Aufgabenstellung - Auf wie viele Tage soll laut dem Text zur Migrationspolitik der Ampelkoalition die Höchstdauer des Ausreisegewahrsams verlängert werden?

Vorliegender Text -
◇ ◇ ◇ ◇ ◇ ◇ ◇

Migrationspolitik der Ampelkoalition bleibt heftig umstritten
Die Migrationspolitik der Ampelkoalition bleibt im Bundestag weiter heftig umstritten. Während Union und AfD am Donnerstag, 30. November 2023, im Parlament bei der ersten Lesung des von der Bundesregierung vorgelegten „Rückführungsverbesserungsgesetzes“ die darin vorgesehenen Maßnahmen zur Erleichterung von Abschiebungen als unzureichend kritisierten, beklagte Die Linke eine massive Verschärfung. Bundesinnenministerin Nancy Faeser (SPD) verteidigte die Vorlage dagegen als das „umfangreichste Gesetz zur Verbesserung der rechtlichen Rahmenbedingungen von Rückführungen, das eine Bundesregierung jemals vorgelegt“ habe.
Gesetzentwurf der Bundesregierung
Nach dem Gesetzentwurf „zur Verbesserung der Rückführung“ (20/9463) soll die Fortdauer und die Anordnung von Abschiebungshaft künftig unabhängig von etwaigen Asylantragstellungen möglich sein, auch bei Folgeanträgen. Verstöße gegen Einreise- und Aufenthaltsverbote werden laut Vorlage als eigenständiger Haftgrund außerhalb der Fluchtgefahr im Rahmen der Sicherungshaft geregelt; zudem ist ein behördliches Beschwerderecht für den Fall der Ablehnung des Abschiebungshaftantrags vorgesehen. Zugleich sieht der Gesetzentwurf vor, die Höchstdauer des Ausreisegewahrsams von derzeit zehn auf 28 Tage zu verlängern, um effektiver als bisher ein Untertauchen des Abzuschiebenden zu verhindern. Zudem sollen die Behörden auch andere Räumlichkeiten als das Zimmer des abzuschiebenden Ausländers in einer Gemeinschaftsunterkunft betreten können.

◇ ◇ ◇ ◇ ◇ ◇ ◇

Auflistung -
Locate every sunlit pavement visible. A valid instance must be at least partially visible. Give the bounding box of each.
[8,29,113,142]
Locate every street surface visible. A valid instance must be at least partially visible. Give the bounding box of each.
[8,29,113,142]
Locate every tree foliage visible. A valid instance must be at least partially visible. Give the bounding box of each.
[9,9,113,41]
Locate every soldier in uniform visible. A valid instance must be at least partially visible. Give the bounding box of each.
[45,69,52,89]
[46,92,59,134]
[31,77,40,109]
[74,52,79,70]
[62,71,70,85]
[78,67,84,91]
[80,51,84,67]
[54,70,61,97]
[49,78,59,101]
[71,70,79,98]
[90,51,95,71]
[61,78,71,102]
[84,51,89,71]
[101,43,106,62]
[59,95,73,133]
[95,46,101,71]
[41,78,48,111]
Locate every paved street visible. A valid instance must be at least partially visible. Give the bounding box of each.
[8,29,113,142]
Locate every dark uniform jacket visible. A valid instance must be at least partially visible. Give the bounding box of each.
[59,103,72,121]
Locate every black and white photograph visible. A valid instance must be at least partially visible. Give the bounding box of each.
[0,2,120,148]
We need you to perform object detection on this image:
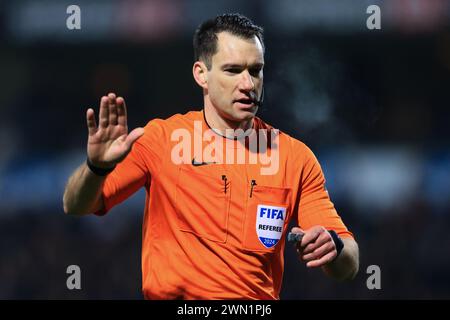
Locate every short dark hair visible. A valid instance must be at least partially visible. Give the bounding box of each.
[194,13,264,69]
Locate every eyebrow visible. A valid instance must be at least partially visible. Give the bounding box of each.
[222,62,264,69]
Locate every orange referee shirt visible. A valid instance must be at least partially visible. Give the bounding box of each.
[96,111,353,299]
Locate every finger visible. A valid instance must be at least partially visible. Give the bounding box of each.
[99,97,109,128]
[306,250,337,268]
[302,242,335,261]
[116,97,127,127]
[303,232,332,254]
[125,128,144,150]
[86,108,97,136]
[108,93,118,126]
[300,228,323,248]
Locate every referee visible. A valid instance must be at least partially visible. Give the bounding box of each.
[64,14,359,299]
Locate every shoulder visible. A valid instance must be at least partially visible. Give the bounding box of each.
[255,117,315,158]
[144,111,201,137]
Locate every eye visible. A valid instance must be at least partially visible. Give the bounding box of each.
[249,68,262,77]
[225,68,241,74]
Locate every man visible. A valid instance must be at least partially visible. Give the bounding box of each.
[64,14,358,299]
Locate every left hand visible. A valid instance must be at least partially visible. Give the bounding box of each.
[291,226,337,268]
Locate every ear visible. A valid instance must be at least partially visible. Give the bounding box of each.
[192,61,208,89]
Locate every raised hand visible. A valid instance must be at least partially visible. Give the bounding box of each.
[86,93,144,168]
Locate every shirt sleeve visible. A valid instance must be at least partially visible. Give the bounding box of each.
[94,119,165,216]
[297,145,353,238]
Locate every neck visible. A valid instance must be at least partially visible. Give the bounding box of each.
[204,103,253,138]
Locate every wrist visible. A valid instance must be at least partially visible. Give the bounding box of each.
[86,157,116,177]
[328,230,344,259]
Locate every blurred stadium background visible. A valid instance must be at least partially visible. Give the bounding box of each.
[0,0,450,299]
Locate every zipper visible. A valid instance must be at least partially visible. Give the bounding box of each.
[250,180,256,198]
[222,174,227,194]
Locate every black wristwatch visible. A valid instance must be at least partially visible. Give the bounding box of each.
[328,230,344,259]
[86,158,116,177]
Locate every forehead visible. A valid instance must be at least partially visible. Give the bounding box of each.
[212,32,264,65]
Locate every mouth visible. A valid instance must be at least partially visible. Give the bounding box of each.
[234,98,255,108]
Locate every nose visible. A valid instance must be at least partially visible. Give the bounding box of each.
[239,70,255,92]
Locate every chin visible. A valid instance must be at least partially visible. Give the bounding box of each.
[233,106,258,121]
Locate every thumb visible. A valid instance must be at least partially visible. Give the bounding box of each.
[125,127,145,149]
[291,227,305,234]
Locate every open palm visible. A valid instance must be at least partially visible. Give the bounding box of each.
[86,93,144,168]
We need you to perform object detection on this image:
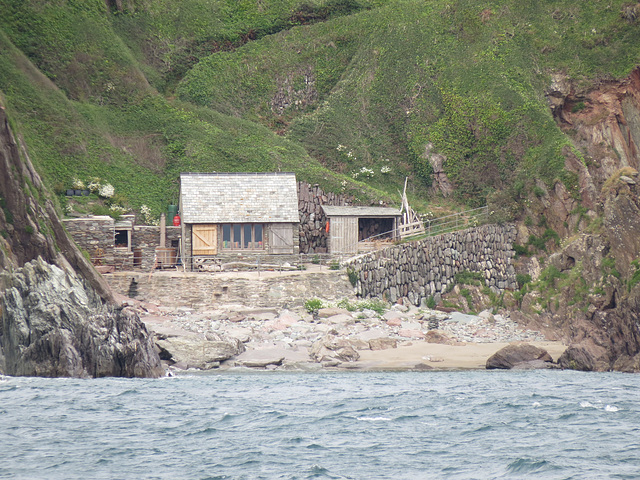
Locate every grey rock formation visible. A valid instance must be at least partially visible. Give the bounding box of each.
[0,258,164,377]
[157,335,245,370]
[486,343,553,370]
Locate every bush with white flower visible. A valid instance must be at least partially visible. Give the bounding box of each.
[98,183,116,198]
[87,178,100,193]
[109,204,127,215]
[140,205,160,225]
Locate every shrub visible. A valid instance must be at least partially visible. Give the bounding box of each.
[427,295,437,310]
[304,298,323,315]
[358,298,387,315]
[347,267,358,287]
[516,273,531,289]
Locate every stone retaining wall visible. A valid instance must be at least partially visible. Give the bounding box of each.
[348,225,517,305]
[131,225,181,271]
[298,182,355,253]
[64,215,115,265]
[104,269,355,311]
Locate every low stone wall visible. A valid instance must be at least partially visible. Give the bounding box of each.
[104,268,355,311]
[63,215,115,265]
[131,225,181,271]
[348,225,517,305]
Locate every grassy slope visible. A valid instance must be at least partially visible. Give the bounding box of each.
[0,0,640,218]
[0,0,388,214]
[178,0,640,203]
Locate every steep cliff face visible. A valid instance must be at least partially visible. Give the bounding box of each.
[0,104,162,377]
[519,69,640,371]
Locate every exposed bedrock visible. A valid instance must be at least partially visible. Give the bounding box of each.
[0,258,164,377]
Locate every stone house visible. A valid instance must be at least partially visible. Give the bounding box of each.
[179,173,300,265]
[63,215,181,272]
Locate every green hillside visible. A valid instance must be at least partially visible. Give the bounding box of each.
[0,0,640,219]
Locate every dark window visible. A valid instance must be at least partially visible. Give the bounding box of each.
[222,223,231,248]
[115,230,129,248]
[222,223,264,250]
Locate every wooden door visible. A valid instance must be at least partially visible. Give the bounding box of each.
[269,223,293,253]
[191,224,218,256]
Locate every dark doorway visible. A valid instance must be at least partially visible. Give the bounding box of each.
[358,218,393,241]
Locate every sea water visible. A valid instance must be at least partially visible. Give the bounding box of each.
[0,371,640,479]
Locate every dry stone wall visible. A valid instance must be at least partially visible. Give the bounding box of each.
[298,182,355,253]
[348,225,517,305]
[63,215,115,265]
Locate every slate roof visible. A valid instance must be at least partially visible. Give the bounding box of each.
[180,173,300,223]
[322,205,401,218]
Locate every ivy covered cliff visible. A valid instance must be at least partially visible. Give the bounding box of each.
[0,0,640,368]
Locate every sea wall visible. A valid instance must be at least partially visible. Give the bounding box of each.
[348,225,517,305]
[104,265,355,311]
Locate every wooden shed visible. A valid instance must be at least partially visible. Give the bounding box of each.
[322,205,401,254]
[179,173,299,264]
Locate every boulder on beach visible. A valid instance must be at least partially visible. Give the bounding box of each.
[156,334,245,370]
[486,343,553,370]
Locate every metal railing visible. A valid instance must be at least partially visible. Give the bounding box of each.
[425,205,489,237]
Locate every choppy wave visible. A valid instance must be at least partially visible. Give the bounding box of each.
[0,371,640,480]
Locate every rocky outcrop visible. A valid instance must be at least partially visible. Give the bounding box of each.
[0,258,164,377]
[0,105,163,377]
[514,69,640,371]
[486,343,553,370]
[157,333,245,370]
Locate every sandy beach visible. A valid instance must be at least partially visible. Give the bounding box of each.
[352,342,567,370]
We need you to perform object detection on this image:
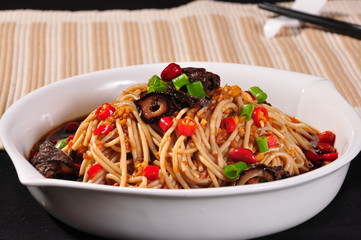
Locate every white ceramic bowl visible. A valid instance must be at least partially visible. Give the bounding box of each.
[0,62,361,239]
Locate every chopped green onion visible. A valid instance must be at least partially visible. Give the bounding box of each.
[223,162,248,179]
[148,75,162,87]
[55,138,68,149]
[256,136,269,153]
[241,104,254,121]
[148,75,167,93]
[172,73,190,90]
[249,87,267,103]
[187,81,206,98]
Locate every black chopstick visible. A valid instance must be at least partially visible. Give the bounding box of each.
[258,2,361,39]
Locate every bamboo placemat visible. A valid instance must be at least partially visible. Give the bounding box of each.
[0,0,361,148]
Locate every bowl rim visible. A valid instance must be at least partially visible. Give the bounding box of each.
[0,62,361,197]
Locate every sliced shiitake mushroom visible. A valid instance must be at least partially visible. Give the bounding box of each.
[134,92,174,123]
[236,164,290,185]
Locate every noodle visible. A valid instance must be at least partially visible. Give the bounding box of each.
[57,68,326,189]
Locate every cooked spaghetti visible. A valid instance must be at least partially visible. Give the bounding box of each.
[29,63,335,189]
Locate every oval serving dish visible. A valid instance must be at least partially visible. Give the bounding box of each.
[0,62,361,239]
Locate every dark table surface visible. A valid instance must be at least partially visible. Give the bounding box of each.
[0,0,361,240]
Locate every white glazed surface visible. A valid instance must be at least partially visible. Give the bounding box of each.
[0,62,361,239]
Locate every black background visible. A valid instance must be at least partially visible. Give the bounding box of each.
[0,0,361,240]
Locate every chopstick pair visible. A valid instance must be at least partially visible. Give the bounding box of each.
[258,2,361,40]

◇ ◇ ◇ ◇ ◇ ◇ ◇

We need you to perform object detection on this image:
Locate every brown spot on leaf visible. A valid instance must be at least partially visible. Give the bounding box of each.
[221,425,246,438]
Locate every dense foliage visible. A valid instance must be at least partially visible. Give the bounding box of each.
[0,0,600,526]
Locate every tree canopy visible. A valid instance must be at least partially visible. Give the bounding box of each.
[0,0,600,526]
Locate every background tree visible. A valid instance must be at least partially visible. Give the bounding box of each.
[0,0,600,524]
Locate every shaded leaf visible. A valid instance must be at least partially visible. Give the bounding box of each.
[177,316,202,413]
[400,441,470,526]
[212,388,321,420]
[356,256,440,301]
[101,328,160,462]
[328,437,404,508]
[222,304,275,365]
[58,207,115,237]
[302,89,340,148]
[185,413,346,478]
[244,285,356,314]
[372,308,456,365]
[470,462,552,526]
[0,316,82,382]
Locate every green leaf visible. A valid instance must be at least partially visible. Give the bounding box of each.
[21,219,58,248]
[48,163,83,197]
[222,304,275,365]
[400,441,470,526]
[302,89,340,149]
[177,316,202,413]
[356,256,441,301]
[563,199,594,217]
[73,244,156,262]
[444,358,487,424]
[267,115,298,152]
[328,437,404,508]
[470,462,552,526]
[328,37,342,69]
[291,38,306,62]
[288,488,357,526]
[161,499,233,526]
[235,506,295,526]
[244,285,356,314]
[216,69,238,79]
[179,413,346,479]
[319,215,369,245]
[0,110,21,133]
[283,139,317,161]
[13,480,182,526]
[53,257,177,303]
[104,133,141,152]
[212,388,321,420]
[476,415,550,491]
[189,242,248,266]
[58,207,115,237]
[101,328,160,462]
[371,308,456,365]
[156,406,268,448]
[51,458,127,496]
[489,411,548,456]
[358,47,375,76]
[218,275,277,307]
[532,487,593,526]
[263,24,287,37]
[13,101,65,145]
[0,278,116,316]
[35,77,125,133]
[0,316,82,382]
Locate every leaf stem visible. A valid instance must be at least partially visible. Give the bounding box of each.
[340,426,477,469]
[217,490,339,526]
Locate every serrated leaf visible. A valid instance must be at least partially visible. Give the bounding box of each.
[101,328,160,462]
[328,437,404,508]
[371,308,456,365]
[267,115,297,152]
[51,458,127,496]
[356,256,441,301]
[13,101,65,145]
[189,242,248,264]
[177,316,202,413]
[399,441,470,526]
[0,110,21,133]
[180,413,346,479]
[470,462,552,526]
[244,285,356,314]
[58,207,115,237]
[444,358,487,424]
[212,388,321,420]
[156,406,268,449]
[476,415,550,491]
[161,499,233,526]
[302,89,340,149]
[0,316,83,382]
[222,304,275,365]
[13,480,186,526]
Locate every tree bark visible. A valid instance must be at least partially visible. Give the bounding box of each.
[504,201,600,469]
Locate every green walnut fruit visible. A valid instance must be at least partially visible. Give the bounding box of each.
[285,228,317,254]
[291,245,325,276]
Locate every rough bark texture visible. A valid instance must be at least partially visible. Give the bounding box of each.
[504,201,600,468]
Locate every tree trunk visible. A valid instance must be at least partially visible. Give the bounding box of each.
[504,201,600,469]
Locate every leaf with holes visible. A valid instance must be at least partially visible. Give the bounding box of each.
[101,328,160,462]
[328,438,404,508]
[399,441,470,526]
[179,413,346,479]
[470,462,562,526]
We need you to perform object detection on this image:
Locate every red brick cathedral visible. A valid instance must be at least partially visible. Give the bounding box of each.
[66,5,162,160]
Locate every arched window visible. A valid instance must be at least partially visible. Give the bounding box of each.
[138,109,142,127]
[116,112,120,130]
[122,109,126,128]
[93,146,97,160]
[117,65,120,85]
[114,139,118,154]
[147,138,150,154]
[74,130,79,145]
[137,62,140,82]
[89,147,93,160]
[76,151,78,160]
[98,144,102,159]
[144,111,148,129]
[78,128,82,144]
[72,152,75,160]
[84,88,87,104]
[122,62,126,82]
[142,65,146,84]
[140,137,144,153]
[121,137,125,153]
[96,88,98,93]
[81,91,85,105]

◇ ◇ ◇ ◇ ◇ ◇ ◇

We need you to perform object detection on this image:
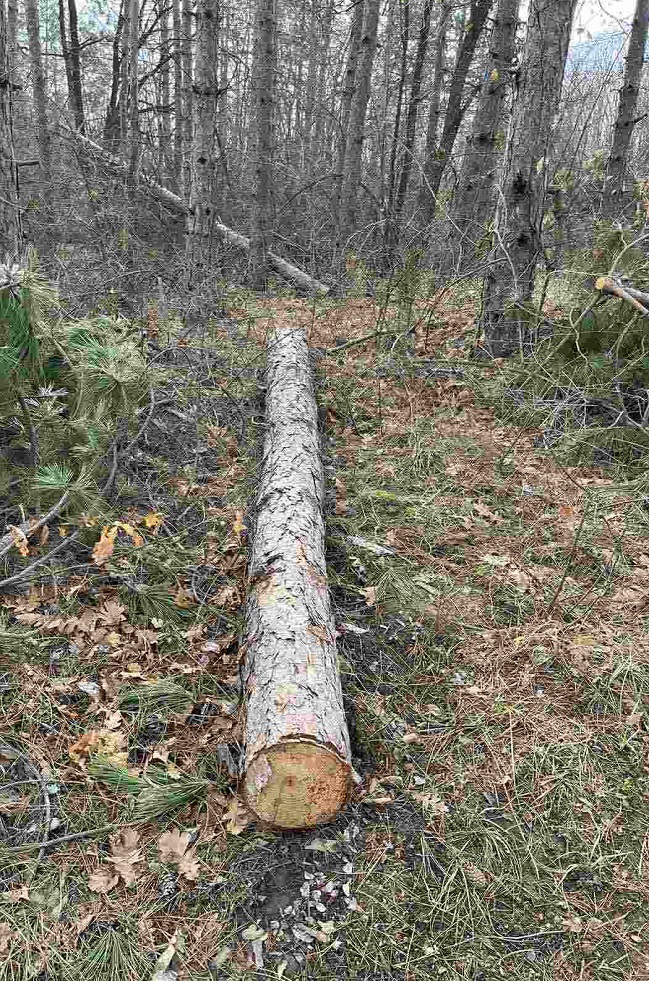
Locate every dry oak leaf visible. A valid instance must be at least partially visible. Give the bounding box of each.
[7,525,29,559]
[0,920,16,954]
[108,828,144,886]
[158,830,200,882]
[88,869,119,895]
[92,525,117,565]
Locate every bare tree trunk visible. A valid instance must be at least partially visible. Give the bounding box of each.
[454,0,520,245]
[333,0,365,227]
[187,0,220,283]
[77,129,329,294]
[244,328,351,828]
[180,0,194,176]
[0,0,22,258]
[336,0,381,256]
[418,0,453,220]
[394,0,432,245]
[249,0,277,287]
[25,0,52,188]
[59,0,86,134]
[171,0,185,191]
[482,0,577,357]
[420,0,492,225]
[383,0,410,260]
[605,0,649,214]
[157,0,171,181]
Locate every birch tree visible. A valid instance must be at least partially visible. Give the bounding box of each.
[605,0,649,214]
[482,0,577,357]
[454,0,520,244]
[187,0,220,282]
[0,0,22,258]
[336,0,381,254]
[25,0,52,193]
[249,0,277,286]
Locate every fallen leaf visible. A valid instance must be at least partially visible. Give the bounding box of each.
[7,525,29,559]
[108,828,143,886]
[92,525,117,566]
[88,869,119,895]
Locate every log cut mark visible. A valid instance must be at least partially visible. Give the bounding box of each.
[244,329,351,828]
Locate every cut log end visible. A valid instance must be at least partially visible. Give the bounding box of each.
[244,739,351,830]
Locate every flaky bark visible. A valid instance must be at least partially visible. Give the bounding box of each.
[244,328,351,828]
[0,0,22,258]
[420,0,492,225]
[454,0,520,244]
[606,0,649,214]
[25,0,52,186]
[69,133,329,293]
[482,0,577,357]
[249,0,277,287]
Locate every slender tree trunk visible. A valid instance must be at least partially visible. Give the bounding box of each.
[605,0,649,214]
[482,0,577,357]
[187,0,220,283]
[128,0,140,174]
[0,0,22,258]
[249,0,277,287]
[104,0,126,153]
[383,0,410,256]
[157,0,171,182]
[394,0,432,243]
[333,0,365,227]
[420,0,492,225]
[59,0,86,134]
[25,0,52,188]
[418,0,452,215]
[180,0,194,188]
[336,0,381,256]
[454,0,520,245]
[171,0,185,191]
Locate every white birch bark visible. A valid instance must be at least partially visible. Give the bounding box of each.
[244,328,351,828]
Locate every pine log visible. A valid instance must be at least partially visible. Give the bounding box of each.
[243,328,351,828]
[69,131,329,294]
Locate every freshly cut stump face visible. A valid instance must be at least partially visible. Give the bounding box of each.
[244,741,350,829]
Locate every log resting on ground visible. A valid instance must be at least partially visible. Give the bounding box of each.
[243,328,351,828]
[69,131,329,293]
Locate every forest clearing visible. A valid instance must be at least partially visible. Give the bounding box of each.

◇ ◇ ◇ ◇ ◇ ◇ ◇

Antwort - Die Höchstdauer soll von derzeit zehn auf 28 Tage verlängert werden.